Render the lines of the items below as a JSON list of strings, one string per line with blank lines omitted, starting at the line that contains "point: window -- for" and ending at the line that contains "column 177, row 395", both included.

**Records shown:**
- - - - - - -
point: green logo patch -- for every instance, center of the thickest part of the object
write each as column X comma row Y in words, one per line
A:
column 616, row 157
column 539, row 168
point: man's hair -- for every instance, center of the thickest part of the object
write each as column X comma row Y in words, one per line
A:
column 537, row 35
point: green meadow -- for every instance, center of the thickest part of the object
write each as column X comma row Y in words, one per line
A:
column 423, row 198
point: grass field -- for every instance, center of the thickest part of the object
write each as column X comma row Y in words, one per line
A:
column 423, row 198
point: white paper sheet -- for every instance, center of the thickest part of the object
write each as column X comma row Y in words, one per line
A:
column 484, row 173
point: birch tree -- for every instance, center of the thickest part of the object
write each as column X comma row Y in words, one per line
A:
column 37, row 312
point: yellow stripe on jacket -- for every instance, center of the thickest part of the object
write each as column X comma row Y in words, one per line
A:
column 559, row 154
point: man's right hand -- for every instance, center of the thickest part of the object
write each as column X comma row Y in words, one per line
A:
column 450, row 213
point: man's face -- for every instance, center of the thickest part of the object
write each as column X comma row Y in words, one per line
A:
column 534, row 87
- - - - - - -
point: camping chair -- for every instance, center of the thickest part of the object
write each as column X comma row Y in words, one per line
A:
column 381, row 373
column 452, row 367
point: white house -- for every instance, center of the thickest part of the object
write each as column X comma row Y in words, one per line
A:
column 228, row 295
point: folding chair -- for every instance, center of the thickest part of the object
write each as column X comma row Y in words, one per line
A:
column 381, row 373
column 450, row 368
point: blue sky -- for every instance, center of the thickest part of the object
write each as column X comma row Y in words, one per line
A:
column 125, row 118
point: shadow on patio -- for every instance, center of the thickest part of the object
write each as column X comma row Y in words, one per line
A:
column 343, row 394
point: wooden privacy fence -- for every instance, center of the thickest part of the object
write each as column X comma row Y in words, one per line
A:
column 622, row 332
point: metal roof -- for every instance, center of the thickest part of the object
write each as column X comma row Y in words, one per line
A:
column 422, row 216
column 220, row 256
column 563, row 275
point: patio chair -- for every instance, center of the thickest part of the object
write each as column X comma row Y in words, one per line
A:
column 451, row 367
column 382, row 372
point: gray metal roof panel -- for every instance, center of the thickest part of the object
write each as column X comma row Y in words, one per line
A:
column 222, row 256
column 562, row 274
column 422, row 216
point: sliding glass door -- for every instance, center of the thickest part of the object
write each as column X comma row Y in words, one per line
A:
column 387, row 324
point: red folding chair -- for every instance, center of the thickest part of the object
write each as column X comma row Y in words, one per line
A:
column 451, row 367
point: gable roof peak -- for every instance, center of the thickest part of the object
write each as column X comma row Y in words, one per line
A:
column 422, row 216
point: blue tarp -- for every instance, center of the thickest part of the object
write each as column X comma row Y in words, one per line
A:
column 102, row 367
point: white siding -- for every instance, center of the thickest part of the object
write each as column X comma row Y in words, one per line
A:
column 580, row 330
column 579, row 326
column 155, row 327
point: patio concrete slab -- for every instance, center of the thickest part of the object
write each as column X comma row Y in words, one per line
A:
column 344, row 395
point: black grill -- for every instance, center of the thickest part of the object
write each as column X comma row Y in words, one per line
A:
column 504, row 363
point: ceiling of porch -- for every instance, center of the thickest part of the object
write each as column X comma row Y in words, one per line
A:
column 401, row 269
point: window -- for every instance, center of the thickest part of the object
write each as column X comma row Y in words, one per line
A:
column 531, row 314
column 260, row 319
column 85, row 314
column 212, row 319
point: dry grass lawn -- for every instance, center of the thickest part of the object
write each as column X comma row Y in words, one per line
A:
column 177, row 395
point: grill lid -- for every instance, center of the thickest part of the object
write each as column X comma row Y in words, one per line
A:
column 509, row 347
- - - - - - -
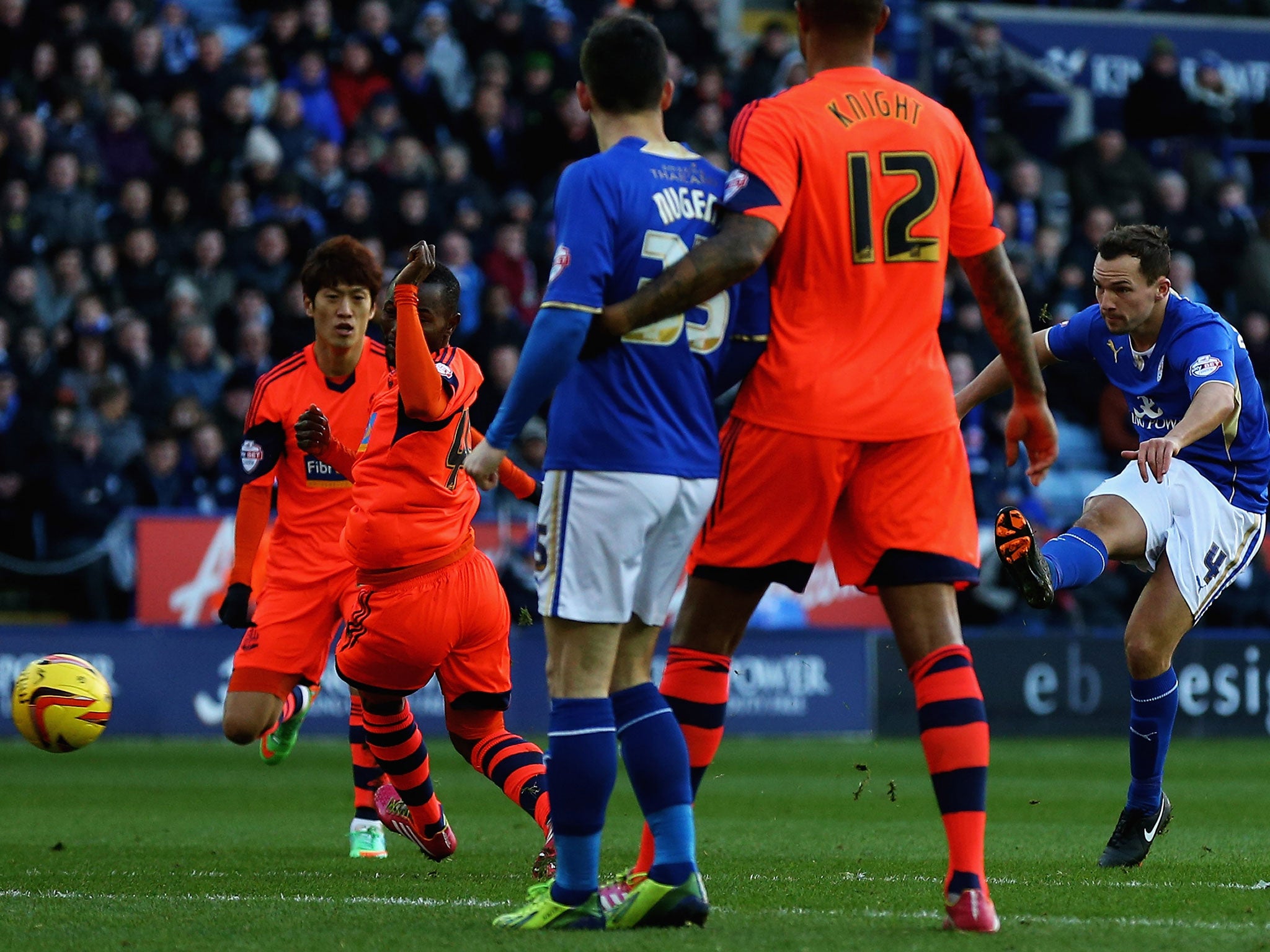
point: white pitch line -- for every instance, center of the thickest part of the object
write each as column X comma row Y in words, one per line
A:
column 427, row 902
- - - - - - -
**Task response:**
[
  "point: window -- for every instance, center of the thickest part of the object",
  "write each as column X comma row Y in words, one per line",
  "A:",
  "column 531, row 314",
  "column 260, row 319",
  "column 85, row 314",
  "column 212, row 319",
  "point: dry grass lawn -- for every instance, center of the thickest part of the object",
  "write each as column X comma row Y in words, one per line",
  "A:",
  "column 177, row 395"
]